- **Records provided**
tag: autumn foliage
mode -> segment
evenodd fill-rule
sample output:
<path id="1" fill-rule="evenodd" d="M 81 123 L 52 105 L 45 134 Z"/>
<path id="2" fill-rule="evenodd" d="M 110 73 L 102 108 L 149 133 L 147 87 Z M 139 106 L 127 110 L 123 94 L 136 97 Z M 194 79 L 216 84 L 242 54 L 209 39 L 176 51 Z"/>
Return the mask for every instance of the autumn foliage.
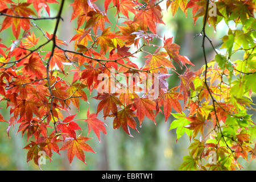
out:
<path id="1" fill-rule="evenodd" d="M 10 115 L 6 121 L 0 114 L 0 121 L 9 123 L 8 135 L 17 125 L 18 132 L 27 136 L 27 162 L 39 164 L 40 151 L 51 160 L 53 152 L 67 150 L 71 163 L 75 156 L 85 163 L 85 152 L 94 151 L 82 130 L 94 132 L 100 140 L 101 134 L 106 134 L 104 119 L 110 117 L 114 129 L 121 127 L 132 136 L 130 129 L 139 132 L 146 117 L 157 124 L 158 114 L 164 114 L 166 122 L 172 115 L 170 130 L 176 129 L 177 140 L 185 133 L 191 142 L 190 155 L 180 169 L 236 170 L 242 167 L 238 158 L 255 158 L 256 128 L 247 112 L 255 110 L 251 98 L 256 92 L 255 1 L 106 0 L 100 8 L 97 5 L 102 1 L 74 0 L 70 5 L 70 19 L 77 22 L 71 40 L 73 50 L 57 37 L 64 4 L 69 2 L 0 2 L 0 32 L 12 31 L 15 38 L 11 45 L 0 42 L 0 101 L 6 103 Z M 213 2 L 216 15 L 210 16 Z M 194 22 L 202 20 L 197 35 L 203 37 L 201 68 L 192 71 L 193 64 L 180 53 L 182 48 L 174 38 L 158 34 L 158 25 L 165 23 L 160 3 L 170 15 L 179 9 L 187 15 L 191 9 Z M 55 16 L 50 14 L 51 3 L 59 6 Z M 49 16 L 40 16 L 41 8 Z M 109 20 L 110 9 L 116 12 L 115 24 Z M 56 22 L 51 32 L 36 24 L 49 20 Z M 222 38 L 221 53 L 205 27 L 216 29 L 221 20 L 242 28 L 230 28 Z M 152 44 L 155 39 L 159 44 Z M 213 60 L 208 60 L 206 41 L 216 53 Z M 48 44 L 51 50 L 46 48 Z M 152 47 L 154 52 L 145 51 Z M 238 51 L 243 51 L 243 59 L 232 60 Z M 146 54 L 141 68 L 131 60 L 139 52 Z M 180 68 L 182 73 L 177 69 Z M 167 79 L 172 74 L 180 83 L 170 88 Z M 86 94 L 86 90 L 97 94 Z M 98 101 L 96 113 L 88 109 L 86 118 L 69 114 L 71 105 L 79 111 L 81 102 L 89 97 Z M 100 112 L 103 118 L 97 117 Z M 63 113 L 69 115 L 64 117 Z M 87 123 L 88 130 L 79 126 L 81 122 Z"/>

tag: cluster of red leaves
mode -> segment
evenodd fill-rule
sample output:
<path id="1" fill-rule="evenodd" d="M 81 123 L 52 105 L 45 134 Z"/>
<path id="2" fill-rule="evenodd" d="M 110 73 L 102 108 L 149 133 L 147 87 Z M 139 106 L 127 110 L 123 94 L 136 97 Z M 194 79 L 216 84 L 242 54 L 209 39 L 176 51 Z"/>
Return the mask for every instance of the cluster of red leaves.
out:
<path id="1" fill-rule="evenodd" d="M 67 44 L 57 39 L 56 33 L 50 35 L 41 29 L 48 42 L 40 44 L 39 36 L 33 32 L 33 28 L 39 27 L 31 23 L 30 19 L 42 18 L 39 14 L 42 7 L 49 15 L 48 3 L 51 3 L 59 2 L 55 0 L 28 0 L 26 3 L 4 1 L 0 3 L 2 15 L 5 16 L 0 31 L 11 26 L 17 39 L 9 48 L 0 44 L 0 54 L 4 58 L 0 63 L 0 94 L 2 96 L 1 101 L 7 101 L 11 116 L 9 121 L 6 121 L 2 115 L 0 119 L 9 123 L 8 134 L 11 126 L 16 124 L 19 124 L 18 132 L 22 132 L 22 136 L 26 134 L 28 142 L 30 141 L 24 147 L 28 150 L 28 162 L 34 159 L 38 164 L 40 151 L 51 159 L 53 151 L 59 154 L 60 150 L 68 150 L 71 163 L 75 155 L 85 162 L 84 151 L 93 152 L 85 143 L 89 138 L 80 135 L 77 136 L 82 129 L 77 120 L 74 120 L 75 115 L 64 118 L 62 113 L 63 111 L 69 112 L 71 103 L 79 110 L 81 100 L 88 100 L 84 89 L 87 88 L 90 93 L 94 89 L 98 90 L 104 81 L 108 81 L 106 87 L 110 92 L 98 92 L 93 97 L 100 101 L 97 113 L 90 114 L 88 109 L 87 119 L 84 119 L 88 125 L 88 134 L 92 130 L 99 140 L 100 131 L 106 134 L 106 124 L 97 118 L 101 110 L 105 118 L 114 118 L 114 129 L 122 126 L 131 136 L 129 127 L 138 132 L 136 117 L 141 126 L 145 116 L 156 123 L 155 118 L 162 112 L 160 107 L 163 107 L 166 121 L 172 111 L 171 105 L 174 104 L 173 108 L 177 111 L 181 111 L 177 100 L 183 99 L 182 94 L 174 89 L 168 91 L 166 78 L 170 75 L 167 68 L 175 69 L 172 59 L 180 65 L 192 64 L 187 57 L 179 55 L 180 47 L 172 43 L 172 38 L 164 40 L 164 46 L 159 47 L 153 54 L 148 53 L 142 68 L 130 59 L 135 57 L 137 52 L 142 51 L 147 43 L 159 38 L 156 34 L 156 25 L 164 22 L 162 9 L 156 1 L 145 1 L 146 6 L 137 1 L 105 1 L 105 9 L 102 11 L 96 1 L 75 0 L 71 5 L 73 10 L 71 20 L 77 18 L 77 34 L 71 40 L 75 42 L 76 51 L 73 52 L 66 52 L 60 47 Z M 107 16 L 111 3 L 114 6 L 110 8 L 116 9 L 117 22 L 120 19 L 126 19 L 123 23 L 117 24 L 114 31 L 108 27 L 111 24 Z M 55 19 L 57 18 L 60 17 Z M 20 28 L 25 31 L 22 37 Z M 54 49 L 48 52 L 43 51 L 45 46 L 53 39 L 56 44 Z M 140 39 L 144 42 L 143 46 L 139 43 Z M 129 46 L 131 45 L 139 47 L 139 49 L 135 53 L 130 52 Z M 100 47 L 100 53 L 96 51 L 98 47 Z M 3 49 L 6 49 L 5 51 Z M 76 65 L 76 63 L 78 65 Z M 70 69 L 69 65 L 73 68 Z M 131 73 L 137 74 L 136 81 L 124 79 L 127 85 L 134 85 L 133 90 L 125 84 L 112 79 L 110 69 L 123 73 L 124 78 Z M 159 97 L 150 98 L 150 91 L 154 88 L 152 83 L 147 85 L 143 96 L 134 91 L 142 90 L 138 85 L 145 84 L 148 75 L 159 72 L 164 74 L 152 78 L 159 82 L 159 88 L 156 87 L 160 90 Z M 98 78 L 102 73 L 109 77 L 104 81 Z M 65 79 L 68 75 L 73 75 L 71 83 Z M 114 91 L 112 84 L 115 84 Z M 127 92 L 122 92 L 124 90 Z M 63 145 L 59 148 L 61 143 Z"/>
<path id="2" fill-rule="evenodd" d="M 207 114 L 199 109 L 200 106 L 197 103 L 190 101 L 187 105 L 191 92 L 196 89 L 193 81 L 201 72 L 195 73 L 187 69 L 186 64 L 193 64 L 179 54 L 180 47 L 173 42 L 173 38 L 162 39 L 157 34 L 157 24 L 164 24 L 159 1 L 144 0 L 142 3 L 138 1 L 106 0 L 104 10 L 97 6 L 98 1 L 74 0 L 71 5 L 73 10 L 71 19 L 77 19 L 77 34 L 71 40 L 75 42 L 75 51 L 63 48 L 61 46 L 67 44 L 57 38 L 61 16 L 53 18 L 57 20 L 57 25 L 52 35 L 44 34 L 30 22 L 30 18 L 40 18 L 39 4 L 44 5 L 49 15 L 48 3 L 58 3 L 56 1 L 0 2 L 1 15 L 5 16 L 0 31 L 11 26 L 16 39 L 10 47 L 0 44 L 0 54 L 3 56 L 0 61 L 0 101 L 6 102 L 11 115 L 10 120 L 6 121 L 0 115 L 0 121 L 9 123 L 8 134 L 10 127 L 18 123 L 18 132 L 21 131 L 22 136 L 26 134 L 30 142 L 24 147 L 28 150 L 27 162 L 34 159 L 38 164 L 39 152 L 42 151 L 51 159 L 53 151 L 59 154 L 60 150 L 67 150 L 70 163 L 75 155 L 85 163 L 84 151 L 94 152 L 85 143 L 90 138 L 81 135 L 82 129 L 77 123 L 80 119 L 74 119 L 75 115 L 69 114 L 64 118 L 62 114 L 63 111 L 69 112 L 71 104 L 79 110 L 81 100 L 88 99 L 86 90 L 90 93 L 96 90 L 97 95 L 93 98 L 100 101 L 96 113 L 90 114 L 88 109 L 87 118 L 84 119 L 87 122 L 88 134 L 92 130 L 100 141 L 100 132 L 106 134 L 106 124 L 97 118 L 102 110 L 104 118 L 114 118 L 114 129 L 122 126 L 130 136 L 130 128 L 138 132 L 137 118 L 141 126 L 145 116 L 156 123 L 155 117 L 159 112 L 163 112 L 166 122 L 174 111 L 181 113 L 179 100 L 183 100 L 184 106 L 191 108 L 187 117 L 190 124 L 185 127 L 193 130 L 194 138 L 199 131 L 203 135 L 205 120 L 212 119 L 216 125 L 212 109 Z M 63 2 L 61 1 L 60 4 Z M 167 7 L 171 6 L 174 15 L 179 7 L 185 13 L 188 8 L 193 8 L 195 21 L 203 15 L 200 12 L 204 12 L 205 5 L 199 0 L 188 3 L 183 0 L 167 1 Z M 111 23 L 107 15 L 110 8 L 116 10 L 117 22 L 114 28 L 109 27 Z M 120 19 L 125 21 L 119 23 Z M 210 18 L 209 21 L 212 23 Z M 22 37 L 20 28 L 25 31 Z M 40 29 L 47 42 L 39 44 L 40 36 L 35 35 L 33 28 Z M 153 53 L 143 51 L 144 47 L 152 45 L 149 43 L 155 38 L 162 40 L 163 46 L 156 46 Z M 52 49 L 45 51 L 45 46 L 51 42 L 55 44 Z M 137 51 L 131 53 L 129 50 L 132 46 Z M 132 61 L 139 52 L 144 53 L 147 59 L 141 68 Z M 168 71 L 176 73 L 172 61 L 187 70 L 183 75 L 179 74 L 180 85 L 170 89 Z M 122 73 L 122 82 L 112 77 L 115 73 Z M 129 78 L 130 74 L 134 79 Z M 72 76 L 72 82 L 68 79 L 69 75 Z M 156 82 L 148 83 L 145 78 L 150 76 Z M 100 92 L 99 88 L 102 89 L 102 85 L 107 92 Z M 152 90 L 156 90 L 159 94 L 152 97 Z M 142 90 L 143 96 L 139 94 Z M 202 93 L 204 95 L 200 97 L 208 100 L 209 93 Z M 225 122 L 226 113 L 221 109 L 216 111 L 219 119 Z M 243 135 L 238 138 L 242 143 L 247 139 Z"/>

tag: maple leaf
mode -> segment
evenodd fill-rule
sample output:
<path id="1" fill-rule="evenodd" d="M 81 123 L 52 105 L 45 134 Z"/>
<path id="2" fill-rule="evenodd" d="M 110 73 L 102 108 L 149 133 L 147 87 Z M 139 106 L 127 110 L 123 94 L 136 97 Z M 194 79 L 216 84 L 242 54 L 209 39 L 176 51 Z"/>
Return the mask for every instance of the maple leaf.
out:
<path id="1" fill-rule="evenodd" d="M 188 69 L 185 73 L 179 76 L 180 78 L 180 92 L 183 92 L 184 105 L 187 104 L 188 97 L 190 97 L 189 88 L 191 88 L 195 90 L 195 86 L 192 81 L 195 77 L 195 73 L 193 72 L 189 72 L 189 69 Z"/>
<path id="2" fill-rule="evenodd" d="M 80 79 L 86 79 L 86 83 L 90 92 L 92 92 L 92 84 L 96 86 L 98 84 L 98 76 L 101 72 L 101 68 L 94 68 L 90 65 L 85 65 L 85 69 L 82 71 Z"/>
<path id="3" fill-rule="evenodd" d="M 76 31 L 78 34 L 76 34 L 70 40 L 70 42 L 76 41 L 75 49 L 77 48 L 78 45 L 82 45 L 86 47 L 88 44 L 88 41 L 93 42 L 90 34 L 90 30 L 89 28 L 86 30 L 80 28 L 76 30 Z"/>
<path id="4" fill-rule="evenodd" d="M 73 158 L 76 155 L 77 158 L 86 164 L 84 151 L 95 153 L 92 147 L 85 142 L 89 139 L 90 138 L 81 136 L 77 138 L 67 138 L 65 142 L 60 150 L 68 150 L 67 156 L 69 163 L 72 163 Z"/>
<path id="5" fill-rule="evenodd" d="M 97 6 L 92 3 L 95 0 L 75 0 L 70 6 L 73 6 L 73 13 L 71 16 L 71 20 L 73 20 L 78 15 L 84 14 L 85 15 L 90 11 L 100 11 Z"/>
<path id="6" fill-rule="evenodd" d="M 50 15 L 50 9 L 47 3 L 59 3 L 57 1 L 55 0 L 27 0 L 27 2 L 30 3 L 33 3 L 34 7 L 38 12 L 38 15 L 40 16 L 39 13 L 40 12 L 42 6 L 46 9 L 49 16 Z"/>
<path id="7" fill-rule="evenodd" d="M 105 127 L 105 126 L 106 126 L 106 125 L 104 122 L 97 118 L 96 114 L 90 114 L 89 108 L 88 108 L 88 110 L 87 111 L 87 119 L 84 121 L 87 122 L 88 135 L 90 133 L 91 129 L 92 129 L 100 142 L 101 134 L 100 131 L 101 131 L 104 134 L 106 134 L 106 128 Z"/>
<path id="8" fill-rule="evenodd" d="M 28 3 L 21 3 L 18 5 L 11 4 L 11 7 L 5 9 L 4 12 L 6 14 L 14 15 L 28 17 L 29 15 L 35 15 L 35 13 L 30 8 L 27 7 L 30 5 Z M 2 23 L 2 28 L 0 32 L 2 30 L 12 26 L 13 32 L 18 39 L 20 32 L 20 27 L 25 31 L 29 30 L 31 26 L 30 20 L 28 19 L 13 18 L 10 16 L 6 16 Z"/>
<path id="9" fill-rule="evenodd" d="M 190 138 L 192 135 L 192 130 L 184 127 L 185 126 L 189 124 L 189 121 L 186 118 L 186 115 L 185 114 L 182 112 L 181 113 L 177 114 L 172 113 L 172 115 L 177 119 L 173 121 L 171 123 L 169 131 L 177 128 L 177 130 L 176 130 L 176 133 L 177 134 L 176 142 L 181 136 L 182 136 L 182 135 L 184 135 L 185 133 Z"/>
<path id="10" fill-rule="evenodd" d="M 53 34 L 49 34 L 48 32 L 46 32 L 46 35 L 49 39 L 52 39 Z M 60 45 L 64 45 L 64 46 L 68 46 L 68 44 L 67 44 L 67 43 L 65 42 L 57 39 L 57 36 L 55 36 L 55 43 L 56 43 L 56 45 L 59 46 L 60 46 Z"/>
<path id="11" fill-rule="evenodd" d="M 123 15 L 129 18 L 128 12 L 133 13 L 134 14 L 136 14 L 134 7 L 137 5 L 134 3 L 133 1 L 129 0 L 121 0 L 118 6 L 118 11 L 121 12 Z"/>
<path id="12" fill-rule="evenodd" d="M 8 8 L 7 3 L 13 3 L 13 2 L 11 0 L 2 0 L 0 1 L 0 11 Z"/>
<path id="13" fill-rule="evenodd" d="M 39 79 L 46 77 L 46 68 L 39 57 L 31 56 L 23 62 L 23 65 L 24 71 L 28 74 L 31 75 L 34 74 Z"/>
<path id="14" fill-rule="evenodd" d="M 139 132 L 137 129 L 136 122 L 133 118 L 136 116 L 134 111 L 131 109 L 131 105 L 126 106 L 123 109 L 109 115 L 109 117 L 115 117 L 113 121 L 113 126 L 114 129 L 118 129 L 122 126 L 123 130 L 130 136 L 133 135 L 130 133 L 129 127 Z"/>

- **What the task requires**
Turn the records, from their first line through the line that contains "Return the mask for every instance of the autumn", into a numbered list, leaving out any blank lines.

- **Finished answer**
1. tag: autumn foliage
2. mode -> segment
3. evenodd fill-rule
4. sample output:
5. <path id="1" fill-rule="evenodd" d="M 81 123 L 52 105 L 45 134 Z"/>
6. <path id="2" fill-rule="evenodd" d="M 110 73 L 102 108 L 149 133 L 147 87 Z M 139 106 L 127 110 L 123 94 L 136 97 Z M 194 79 L 216 84 L 242 54 L 209 39 L 176 51 Z"/>
7. Return the mask for every instance of the autumn foliage.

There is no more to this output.